Set down all of the data exactly as it appears.
--- start Listed entries ---
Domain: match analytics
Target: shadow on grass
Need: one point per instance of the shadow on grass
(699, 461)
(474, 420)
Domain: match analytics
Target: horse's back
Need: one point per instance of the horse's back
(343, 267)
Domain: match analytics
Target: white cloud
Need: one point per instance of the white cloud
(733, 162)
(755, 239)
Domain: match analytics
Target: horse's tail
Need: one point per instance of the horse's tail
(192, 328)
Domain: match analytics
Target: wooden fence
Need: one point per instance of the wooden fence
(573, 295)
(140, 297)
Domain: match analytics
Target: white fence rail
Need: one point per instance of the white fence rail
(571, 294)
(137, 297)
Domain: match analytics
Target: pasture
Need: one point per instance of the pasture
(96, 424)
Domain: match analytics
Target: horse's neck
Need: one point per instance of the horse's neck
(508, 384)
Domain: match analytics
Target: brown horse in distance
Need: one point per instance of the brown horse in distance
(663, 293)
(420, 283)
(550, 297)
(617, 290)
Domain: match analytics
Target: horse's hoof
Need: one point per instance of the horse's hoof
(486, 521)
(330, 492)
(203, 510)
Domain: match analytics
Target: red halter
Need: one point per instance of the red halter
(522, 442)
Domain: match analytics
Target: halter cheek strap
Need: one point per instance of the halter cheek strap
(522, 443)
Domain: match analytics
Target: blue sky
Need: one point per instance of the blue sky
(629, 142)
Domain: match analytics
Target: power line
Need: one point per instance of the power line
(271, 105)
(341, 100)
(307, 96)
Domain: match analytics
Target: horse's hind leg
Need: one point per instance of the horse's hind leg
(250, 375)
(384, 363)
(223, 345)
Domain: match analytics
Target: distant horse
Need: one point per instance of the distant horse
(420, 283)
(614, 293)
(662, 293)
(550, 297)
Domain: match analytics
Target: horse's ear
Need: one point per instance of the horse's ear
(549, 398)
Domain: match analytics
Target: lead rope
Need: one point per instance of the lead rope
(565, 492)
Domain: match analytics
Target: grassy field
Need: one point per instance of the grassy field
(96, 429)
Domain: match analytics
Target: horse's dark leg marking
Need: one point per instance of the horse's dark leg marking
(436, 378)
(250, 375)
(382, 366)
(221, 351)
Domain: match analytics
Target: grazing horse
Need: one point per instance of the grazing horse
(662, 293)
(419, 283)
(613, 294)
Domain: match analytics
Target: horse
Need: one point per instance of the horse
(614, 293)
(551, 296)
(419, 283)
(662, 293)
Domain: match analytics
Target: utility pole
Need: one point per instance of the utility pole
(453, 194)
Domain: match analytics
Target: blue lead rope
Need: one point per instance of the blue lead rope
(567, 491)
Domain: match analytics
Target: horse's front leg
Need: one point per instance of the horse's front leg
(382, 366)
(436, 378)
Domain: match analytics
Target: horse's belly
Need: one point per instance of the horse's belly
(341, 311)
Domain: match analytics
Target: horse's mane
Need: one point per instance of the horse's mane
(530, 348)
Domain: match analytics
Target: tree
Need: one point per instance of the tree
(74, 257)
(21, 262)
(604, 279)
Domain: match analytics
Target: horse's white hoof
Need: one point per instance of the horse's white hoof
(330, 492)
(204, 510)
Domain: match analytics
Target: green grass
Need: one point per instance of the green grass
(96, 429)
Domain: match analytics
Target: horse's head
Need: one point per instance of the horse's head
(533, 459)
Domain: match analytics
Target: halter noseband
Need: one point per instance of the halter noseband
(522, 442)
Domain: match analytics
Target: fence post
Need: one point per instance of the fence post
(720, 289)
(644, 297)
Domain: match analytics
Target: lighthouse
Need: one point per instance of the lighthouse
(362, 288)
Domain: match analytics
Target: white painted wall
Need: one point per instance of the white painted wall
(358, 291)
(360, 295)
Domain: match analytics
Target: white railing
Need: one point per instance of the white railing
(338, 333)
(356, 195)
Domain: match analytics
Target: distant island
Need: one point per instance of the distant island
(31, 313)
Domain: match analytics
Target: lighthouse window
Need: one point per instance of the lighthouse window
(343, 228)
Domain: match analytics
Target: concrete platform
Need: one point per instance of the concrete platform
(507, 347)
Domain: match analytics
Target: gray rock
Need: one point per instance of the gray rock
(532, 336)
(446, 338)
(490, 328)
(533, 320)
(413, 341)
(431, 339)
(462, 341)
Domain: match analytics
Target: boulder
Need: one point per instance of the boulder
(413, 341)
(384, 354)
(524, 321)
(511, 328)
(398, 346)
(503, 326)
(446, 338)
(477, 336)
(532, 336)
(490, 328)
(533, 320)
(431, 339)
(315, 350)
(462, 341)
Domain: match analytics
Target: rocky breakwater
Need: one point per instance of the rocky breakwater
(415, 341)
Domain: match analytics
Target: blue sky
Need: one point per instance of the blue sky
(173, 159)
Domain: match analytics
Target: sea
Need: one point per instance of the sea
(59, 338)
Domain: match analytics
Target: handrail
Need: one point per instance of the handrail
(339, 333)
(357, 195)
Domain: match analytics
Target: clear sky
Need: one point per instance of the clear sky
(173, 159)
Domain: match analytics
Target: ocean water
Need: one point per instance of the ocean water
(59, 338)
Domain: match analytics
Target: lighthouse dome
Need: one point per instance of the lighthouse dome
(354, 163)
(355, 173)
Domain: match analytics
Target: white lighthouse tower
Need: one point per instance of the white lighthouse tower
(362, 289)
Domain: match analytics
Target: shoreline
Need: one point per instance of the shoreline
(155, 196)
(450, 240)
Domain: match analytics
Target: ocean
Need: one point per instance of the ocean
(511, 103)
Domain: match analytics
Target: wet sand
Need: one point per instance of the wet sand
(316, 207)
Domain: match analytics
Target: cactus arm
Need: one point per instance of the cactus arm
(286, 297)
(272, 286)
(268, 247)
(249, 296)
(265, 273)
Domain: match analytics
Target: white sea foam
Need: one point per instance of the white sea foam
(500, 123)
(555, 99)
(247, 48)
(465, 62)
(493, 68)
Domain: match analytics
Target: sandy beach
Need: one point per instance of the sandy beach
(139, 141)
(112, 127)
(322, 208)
--- end Listed entries ---
Answer:
Domain: match analytics
Target: shadow on grass
Need: one point per instance of the shadow on grass
(699, 461)
(474, 420)
Domain: match analytics
Target: horse's back
Need: one point per instance of the horse's back
(343, 267)
Domain: match analytics
Target: white cloud
Need: one point per instance of the white cloud
(733, 162)
(755, 239)
Domain: match analytics
Target: horse's tail
Need: one point per instance of the horse's tail
(192, 328)
Domain: match analytics
Target: wooden fence
Need: one point per instance of the wooden fence
(573, 295)
(140, 297)
Domain: match analytics
Target: white fence rail
Need: one point per instance of the white fence rail
(571, 294)
(137, 297)
Domain: match analytics
Target: pasture
Need: one point per instance of the pasture
(96, 424)
Domain: match analytics
Target: horse's neck
Need: one point per instance of the horse's neck
(508, 384)
Domain: match analytics
Target: brown horse in distance
Need: one point per instance of the brown horse in distance
(663, 293)
(420, 283)
(550, 297)
(617, 290)
Domain: match analytics
Target: horse's hoof
Need: one point per instance of the horse's hoof
(486, 521)
(330, 492)
(203, 510)
Domain: match analytics
Target: red halter
Need: one point per instance of the red halter
(522, 442)
Domain: match analytics
Target: halter cheek strap
Need: one point per instance of the halter cheek strap
(522, 443)
Domain: match analytics
Target: blue sky
Need: one point per instance of the blue sky
(629, 142)
Domain: match analytics
Target: power line
Need: one point per instance of the power line
(271, 105)
(341, 100)
(307, 96)
Domain: match analytics
Target: horse's hind leg
Need: one point per instance of the horse's hind leg
(250, 375)
(384, 363)
(223, 345)
Domain: match analytics
Target: distant horse
Need: one point per instance of the distant horse
(420, 283)
(614, 293)
(662, 293)
(550, 297)
Domain: match analytics
Target: horse's ear
Need: one point per instance of the horse's ear
(549, 398)
Domain: match analytics
Target: lead rope
Need: one point per instance of the lead rope
(565, 492)
Domain: match analytics
Target: grassy field
Need: one point per instance of the grassy field
(96, 429)
Domain: match analytics
Target: horse's dark leg marking
Need: one point per instance of the horse's dark leg marking
(436, 378)
(250, 375)
(382, 366)
(221, 351)
Domain: match analytics
Target: grazing horse
Need: one point per instance of the grazing horse
(662, 293)
(419, 283)
(613, 294)
Domain: match analytics
Target: horse
Need: one point per instance of the horse
(614, 293)
(551, 296)
(419, 283)
(662, 293)
Domain: match analytics
Target: utility pole
Need: one point per instance of the utility pole
(453, 194)
Domain: match analytics
Target: blue lead rope
Need: one point per instance of the blue lead rope
(567, 491)
Domain: match analytics
Target: horse's front leg
Need: one point per instance of the horse's front leg
(382, 366)
(436, 378)
Domain: match analytics
Target: horse's belly
Need: one point per instance of the horse's belly
(341, 311)
Domain: match analytics
Target: horse's mane
Need: one point per instance of the horse's mane
(530, 348)
Domain: match analytics
Target: tree
Need: one point per instance of the tree
(74, 257)
(21, 262)
(604, 279)
Domain: match analytics
Target: horse's white hoof
Need: one point per instance of the horse's white hoof
(330, 492)
(204, 510)
Domain: match analytics
Target: green grass
Need: one point per instance of the green grass
(96, 429)
Domain: match analytics
Target: horse's head
Need: one point per instance of the horse's head
(533, 459)
Domain: match analytics
Target: halter noseband
Need: one point per instance of the halter noseband
(522, 442)
Domain: match analytics
Target: fence post
Need: one point per instance of the fence post
(720, 289)
(644, 297)
Domain: match analytics
Target: lighthouse
Need: one point per instance of the lighthouse
(362, 288)
Domain: match analytics
Target: white painted wall
Need: one point per instance of the white painted wall
(358, 291)
(360, 295)
Domain: match analytics
Target: white railing
Need: one point per instance of the white railing
(338, 333)
(356, 195)
Domain: match analytics
Target: distant island
Need: one point per instance of the distant island
(31, 313)
Domain: match analytics
Target: lighthouse window
Need: one point per instance of the lighthouse window
(343, 228)
Domain: match analytics
Target: concrete platform
Need: one point per instance of the concrete platform
(507, 347)
Domain: match analytics
Target: gray rock
Need: one point per instance of the gray rock
(532, 336)
(446, 338)
(490, 328)
(533, 320)
(413, 341)
(431, 339)
(462, 341)
Domain: match analytics
Target: boulder
Need: one point per instance of the boulder
(413, 341)
(384, 354)
(524, 321)
(511, 328)
(398, 346)
(503, 326)
(446, 338)
(477, 336)
(532, 336)
(490, 328)
(533, 320)
(431, 339)
(315, 350)
(462, 341)
Domain: match analytics
Target: rocky breakwater
Need: one point per instance of the rocky breakwater
(415, 341)
Domain: match analytics
Target: blue sky
Need: one point per instance of the blue sky
(173, 159)
Domain: match analytics
Target: sea
Need: one point per instance of the sea
(59, 338)
Domain: match analytics
Target: handrail
Need: one point per instance of the handrail
(339, 333)
(357, 195)
Domain: match analytics
Target: clear sky
Need: one point per instance of the clear sky
(173, 159)
Domain: match analytics
Target: ocean water
Need: one point per instance of the ocean water
(59, 338)
Domain: match analytics
Target: lighthouse dome
Need: one point per instance of the lighthouse dome
(354, 163)
(355, 173)
Domain: match analytics
Target: white lighthouse tower
Need: one point per instance of the white lighthouse tower
(362, 289)
Domain: match analytics
Target: shoreline
Need: one point per instance of the shoreline
(155, 196)
(450, 240)
Domain: match analytics
Target: ocean
Need: one point per instance of the ocean
(511, 103)
Domain: match analytics
Target: wet sand
Need: one point per instance of the wet sand
(316, 207)
Domain: match analytics
Target: cactus arm
Need: one point per instance of the cactus arm
(286, 297)
(272, 286)
(268, 247)
(249, 296)
(265, 273)
Domain: match analytics
Target: white sea foam
Need: one point per instance of the white sea foam
(500, 123)
(555, 99)
(247, 48)
(465, 62)
(493, 68)
Domain: match analytics
Target: sandy beach
Need: one point per instance of the sandy beach
(139, 141)
(112, 127)
(322, 208)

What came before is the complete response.